Stated problem:
Can you copy every one of the records below word for word, with no changes?

Location identification records:
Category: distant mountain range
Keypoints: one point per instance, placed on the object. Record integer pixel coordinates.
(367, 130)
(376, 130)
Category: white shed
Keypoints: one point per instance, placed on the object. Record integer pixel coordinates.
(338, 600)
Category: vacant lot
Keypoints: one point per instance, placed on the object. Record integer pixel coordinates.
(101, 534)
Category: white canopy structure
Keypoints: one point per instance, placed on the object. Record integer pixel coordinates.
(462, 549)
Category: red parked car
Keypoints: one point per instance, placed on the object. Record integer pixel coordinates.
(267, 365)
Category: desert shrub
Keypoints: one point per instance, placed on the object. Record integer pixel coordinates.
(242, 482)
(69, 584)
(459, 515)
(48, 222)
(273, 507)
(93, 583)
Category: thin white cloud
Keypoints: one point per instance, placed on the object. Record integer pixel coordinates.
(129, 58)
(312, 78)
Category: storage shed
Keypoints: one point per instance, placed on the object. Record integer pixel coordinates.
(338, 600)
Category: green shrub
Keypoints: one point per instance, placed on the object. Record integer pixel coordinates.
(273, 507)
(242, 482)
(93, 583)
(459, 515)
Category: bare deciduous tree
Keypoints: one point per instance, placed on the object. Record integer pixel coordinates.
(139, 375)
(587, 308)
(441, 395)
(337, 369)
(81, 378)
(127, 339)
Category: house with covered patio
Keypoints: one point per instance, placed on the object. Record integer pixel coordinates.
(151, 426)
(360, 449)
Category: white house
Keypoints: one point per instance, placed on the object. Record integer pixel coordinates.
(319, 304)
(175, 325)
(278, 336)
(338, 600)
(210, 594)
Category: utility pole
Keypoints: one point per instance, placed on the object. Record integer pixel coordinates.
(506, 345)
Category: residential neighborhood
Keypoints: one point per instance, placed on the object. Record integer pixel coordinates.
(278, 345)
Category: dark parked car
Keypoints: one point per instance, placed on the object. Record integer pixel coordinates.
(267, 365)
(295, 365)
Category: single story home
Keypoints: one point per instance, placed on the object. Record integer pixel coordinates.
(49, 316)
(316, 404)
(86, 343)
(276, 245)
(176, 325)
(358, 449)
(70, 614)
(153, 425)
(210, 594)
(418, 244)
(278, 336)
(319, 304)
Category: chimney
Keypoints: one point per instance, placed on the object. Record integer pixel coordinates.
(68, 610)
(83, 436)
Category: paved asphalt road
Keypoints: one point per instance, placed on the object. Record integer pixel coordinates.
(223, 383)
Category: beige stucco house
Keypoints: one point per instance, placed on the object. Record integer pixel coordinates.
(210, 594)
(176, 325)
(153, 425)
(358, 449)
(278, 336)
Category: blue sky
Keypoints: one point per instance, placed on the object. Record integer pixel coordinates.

Result:
Category: distant mountain range
Keypoints: one point per instance, placed on the object. Record integer pixel coordinates.
(367, 130)
(376, 130)
Category: white shed
Keypoints: one point per instance, placed on the object. Record integer pixel coordinates.
(338, 600)
Category: vacant lot
Keypoints: one point per instance, placed on the object. Record integer pixel coordinates.
(101, 534)
Category: white canopy structure
Keypoints: one point per instance, placed on the object. Record integer pixel coordinates.
(462, 549)
Category: red parked car
Keypoints: one point per instance, placed on the object. Record integer pixel coordinates.
(267, 365)
Category: desert shrub
Keypoints: one point per instance, placed on the object. Record integer pixel coordinates.
(242, 482)
(69, 584)
(459, 515)
(48, 222)
(273, 507)
(93, 583)
Category: thin white cloud
Keypoints: one point per instance, placed on the object. Record integer pixel coordinates.
(129, 58)
(312, 78)
Category: storage shed
Keypoints: one point per instance, placed on the object. Record integer pixel coordinates.
(338, 600)
Category: green shrub
Keypoints: one point per instance, placed on the object. Record integer pixel coordinates.
(273, 507)
(242, 482)
(93, 583)
(459, 515)
Category: bare deciduous tree
Keypoints: one point per instance, placed on the object. Record integer pixel coordinates.
(139, 375)
(587, 308)
(441, 395)
(337, 369)
(81, 378)
(127, 339)
Category: house with covered patio
Keypoints: one point per instance, placed on the object. Record integer pixel coordinates.
(151, 426)
(360, 449)
Category: white house
Keypoints: one point per instance, placed on the object. Record integer pixel coordinates.
(319, 304)
(175, 325)
(278, 336)
(338, 600)
(210, 594)
Category: utility pole
Keypoints: one point per instance, placed on the object. Record integer pixel coordinates.
(506, 345)
Category: residential neighborhood
Keypoints: one point per instance, placed on the object. Record integer pixel coordinates.
(278, 345)
Category: dark parked car
Keypoints: one point per instance, placed on the object. Record integer pixel coordinates.
(267, 365)
(295, 365)
Category: single story home
Keypoints: one point per instance, placed on the object. Record integer pixel coordinates.
(49, 316)
(316, 404)
(86, 343)
(276, 245)
(176, 325)
(358, 449)
(70, 614)
(153, 425)
(210, 594)
(418, 244)
(278, 336)
(319, 304)
Category: chimney
Keypoints: one point per instance, placed on the object. Record integer pixel coordinates.
(68, 610)
(83, 436)
Category: paved asphalt road
Keypoints: one point per instance, placed on the object. Record integer pixel coordinates.
(223, 383)
Category: beige stucco house
Keypoints: one point per instance, placed on the object. Record integer pixel coordinates.
(210, 594)
(176, 325)
(153, 425)
(358, 449)
(278, 336)
Category: blue sky
Keypoints: one point per instance, placed on the object. Record integer pixel coordinates.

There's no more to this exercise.